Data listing
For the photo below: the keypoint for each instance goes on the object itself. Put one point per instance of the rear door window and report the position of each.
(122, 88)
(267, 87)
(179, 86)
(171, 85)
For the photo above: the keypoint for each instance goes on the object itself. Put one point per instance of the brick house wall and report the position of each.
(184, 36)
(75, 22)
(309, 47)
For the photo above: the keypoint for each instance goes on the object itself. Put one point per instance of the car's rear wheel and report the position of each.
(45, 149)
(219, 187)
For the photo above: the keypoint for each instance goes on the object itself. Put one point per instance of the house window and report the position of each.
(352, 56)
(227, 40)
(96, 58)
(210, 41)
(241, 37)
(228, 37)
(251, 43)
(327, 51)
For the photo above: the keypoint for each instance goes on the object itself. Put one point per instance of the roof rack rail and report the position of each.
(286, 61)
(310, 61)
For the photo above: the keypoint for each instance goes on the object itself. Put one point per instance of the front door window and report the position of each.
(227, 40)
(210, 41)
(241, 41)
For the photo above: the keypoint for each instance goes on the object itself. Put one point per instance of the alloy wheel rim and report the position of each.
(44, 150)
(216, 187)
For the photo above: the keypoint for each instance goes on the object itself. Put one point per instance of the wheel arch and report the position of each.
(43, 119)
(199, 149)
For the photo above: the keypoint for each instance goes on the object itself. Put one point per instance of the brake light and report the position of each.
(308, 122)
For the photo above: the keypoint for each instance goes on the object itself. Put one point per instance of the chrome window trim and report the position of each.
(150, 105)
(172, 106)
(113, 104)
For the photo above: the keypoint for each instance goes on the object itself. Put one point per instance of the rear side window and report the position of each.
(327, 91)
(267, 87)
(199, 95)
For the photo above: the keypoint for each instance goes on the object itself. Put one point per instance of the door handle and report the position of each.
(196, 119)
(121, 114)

Aim: Can you copy the records from the line containing "trim and report the position of each." through the end, with the requests unchanged and every point coordinate multiplied by 0.25 and rounded to a whole number, halves rounding up?

Complete response:
For the photo above: the keypoint for each instance goes on the object itself. Put one point per instance of the chrome window trim and report the position of each.
(38, 26)
(43, 27)
(28, 26)
For the photo above: the keypoint for each instance goes on the object itself. Put one point per instance of the rear side window and report the position of each.
(82, 23)
(67, 22)
(50, 24)
For the photo above: the keypoint for each instance goes on the object itself. Put one point per instance of the door handle and report the position of each.
(49, 30)
(30, 29)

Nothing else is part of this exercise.